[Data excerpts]
*** Block opens ***

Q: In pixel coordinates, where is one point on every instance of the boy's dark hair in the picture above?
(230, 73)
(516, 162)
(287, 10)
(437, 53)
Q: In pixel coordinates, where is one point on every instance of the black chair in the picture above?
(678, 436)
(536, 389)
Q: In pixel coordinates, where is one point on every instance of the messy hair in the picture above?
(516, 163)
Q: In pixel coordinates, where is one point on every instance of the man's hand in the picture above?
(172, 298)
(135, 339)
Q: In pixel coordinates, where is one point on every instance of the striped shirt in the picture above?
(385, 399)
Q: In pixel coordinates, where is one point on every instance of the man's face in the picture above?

*** Block closes ***

> _EXERCISE REQUIREMENTS_:
Output each line of the data exactly as it stands above.

> _RESPONSE TO THIS TASK_:
Q: In pixel coordinates, where is one point on every instance of the boy's dark hair in the picture above?
(230, 73)
(516, 162)
(287, 10)
(437, 53)
Q: In pixel coordinates, where is one point on every instance of the black chair in the picture above?
(678, 436)
(536, 389)
Q: In pixel coordinates, where is one point on every instance of the messy hair in the picture above?
(516, 163)
Q: In pixel coordinates, where is one point on every instance of the man's hand in the picture above?
(172, 298)
(135, 339)
Q: In pixel coordinates, where is one point on every instance of the striped shirt in the picture above?
(385, 399)
Q: In pixel coordinates, where is one point on every instance of the man's face in the picture above?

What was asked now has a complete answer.